# About this task:
Set the data down once more, in full and exactly.

# Data extracts:
• • • • •

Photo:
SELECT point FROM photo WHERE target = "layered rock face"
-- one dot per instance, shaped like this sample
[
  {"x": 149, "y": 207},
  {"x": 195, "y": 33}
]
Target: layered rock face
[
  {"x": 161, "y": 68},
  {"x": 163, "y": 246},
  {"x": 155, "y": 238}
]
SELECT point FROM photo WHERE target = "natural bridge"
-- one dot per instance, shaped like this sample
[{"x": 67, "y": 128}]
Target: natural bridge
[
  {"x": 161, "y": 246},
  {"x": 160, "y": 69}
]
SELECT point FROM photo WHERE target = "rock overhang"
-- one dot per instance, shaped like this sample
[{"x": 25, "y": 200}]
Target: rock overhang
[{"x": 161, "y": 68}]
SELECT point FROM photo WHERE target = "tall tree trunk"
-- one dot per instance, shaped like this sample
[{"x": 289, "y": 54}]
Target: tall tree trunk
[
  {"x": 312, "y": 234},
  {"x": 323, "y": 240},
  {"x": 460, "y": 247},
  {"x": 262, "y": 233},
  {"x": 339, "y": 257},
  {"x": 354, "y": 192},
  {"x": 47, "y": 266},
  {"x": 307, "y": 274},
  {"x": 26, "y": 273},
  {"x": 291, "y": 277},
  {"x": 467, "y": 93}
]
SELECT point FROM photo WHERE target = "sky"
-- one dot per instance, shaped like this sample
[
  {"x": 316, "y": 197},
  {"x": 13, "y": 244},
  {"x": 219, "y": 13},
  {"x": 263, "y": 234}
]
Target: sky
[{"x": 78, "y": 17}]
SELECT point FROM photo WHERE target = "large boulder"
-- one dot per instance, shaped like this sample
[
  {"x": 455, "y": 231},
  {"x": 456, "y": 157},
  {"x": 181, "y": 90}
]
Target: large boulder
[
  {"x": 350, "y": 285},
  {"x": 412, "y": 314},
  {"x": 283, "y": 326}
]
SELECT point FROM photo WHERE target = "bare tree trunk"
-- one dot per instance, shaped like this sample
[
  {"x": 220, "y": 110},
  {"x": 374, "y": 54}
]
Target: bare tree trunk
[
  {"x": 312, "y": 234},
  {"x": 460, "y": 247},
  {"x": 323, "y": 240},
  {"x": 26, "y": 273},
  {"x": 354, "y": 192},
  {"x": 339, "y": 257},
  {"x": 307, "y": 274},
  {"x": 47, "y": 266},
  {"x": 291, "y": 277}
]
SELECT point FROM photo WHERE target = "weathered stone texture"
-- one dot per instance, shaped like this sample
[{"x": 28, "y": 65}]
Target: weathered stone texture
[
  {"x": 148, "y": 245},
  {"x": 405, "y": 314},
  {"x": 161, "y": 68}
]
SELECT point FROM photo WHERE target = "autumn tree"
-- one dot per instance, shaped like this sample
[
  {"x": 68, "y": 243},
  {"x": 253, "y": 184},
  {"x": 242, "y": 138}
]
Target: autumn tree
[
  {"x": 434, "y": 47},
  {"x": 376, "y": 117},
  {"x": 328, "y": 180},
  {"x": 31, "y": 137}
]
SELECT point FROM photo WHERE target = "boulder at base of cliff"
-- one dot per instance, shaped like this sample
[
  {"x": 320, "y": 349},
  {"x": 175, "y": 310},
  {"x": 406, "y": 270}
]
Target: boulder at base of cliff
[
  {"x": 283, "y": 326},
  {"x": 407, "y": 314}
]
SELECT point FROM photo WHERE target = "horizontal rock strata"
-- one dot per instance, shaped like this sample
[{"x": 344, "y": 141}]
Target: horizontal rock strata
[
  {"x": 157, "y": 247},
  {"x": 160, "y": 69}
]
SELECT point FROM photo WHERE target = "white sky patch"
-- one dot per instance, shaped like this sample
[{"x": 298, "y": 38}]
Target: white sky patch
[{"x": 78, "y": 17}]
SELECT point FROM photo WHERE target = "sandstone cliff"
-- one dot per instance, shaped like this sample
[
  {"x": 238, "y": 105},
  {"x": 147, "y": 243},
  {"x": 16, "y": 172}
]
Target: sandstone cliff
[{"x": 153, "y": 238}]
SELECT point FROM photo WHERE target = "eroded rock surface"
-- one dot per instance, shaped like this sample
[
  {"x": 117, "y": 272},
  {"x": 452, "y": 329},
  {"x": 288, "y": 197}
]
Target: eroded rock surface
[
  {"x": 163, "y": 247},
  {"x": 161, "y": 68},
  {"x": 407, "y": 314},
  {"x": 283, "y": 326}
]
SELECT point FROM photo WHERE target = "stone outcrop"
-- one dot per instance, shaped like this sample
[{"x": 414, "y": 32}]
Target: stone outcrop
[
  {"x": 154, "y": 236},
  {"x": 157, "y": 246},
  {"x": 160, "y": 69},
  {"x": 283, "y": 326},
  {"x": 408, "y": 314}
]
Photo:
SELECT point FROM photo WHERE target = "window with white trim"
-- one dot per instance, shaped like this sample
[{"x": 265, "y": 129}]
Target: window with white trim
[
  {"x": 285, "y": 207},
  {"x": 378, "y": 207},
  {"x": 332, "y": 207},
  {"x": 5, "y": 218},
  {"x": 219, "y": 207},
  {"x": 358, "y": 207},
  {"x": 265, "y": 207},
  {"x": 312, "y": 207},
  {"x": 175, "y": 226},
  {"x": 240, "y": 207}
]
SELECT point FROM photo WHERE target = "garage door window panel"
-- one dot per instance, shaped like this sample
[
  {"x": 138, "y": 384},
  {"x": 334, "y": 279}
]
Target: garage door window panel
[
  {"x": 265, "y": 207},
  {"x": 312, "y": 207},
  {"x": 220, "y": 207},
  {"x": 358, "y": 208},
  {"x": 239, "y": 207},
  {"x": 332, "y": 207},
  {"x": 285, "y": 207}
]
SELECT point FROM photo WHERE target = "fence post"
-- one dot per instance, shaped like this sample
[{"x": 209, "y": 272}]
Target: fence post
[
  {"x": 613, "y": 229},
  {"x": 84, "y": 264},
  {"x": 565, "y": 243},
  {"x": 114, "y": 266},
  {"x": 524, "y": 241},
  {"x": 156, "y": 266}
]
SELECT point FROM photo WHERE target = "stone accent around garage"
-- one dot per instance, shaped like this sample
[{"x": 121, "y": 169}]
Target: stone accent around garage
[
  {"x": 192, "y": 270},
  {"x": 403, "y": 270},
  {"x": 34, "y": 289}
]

• • • • •

# Answer space:
Photo:
SELECT point FROM photo WHERE target = "layered rock face"
-- one dot per instance, shaped like this sample
[
  {"x": 149, "y": 207},
  {"x": 195, "y": 33}
]
Target: layered rock face
[
  {"x": 161, "y": 68},
  {"x": 163, "y": 246},
  {"x": 155, "y": 238}
]
SELECT point FROM photo WHERE target = "natural bridge"
-- one dot per instance, shaped like this sample
[{"x": 67, "y": 128}]
Target: natural bridge
[
  {"x": 161, "y": 246},
  {"x": 160, "y": 69}
]
SELECT point FROM photo WHERE target = "rock overhang"
-- one dot per instance, shaped like this sample
[{"x": 25, "y": 200}]
Target: rock overhang
[{"x": 161, "y": 68}]
SELECT point FROM photo WHERE target = "tall tree trunk"
-- one dot per instance, shaped like this sample
[{"x": 289, "y": 54}]
Target: tall tree trunk
[
  {"x": 312, "y": 234},
  {"x": 323, "y": 240},
  {"x": 460, "y": 247},
  {"x": 262, "y": 233},
  {"x": 339, "y": 257},
  {"x": 354, "y": 192},
  {"x": 47, "y": 266},
  {"x": 307, "y": 274},
  {"x": 26, "y": 273},
  {"x": 291, "y": 277},
  {"x": 467, "y": 93}
]
SELECT point FROM photo WHERE target = "sky"
-- one dot per instance, shaped like this sample
[
  {"x": 316, "y": 197},
  {"x": 13, "y": 244},
  {"x": 219, "y": 13},
  {"x": 263, "y": 234}
]
Target: sky
[{"x": 78, "y": 17}]
SELECT point FROM photo WHERE target = "large boulder"
-- one dot per instance, shaped like this sample
[
  {"x": 455, "y": 231},
  {"x": 456, "y": 157},
  {"x": 181, "y": 90}
]
Target: large boulder
[
  {"x": 350, "y": 285},
  {"x": 412, "y": 314},
  {"x": 283, "y": 326}
]
SELECT point FROM photo WHERE target = "bare tree trunk"
-- one dot per instance, shaped like this sample
[
  {"x": 220, "y": 110},
  {"x": 374, "y": 54}
]
Target: bare tree trunk
[
  {"x": 312, "y": 234},
  {"x": 460, "y": 247},
  {"x": 323, "y": 240},
  {"x": 26, "y": 273},
  {"x": 354, "y": 192},
  {"x": 339, "y": 257},
  {"x": 307, "y": 274},
  {"x": 47, "y": 266},
  {"x": 291, "y": 277}
]
SELECT point FROM photo WHERE target = "weathered stone texture"
-- one dot per instance, shaped like this sample
[{"x": 28, "y": 65}]
Target: weathered stone texture
[
  {"x": 148, "y": 245},
  {"x": 405, "y": 314},
  {"x": 161, "y": 68}
]
SELECT point FROM photo WHERE target = "autumn tree"
-- one dot per instance, shaped like this sample
[
  {"x": 68, "y": 243},
  {"x": 253, "y": 184},
  {"x": 242, "y": 138}
]
Target: autumn tree
[
  {"x": 434, "y": 47},
  {"x": 376, "y": 117},
  {"x": 328, "y": 180},
  {"x": 31, "y": 137}
]
SELECT point FROM photo WHERE target = "boulder at base of cliff"
-- one dot per instance, shaped like this sample
[
  {"x": 320, "y": 349},
  {"x": 175, "y": 310},
  {"x": 406, "y": 270}
]
Target: boulder at base of cliff
[
  {"x": 283, "y": 326},
  {"x": 407, "y": 314}
]
SELECT point FROM photo WHERE target = "horizontal rock strata"
-- one dot per instance, shaped like this sample
[{"x": 344, "y": 141}]
Target: horizontal rock strata
[
  {"x": 157, "y": 247},
  {"x": 160, "y": 69}
]
SELECT point FROM photo WHERE target = "white sky patch"
-- one dot per instance, shaped like this sample
[{"x": 298, "y": 38}]
Target: white sky patch
[{"x": 78, "y": 17}]
SELECT point FROM photo WHERE target = "sandstone cliff"
-- one dot per instance, shaped like this sample
[
  {"x": 238, "y": 105},
  {"x": 147, "y": 243},
  {"x": 16, "y": 172}
]
Target: sandstone cliff
[{"x": 153, "y": 238}]
SELECT point FROM photo WHERE target = "eroded rock surface"
-- one dot per instance, shaped like this sample
[
  {"x": 117, "y": 272},
  {"x": 452, "y": 329},
  {"x": 288, "y": 197}
]
Target: eroded rock surface
[
  {"x": 163, "y": 247},
  {"x": 161, "y": 68},
  {"x": 407, "y": 314},
  {"x": 283, "y": 326}
]
SELECT point FROM photo WHERE target = "stone outcrop"
-- one dot per instance, shaped like this sample
[{"x": 414, "y": 32}]
Target: stone outcrop
[
  {"x": 154, "y": 236},
  {"x": 157, "y": 246},
  {"x": 160, "y": 69},
  {"x": 283, "y": 326},
  {"x": 408, "y": 314}
]
Photo:
SELECT point FROM photo WHERE target = "window with white trim"
-- one dot per instance, shaped like this sample
[{"x": 265, "y": 129}]
Target: window with white trim
[
  {"x": 285, "y": 207},
  {"x": 378, "y": 207},
  {"x": 332, "y": 207},
  {"x": 5, "y": 218},
  {"x": 219, "y": 207},
  {"x": 358, "y": 207},
  {"x": 265, "y": 207},
  {"x": 312, "y": 207},
  {"x": 175, "y": 226},
  {"x": 240, "y": 207}
]
SELECT point FROM photo WHERE target = "garage door window panel"
-- one dot per instance, shaped like this sample
[
  {"x": 138, "y": 384},
  {"x": 334, "y": 279}
]
Target: garage door window panel
[
  {"x": 265, "y": 207},
  {"x": 312, "y": 207},
  {"x": 220, "y": 207},
  {"x": 358, "y": 208},
  {"x": 239, "y": 207},
  {"x": 332, "y": 207},
  {"x": 285, "y": 207}
]
SELECT point FROM photo WHERE target = "fence post"
-- one dot per instance, shaped like this sample
[{"x": 209, "y": 272}]
Target: fence post
[
  {"x": 613, "y": 229},
  {"x": 84, "y": 264},
  {"x": 565, "y": 243},
  {"x": 114, "y": 266},
  {"x": 524, "y": 241},
  {"x": 156, "y": 266}
]
SELECT point FROM photo WHERE target = "stone accent around garage"
-- one dot per instance, shaped like this sample
[{"x": 121, "y": 169}]
Target: stone accent around garage
[
  {"x": 192, "y": 270},
  {"x": 403, "y": 270},
  {"x": 34, "y": 289}
]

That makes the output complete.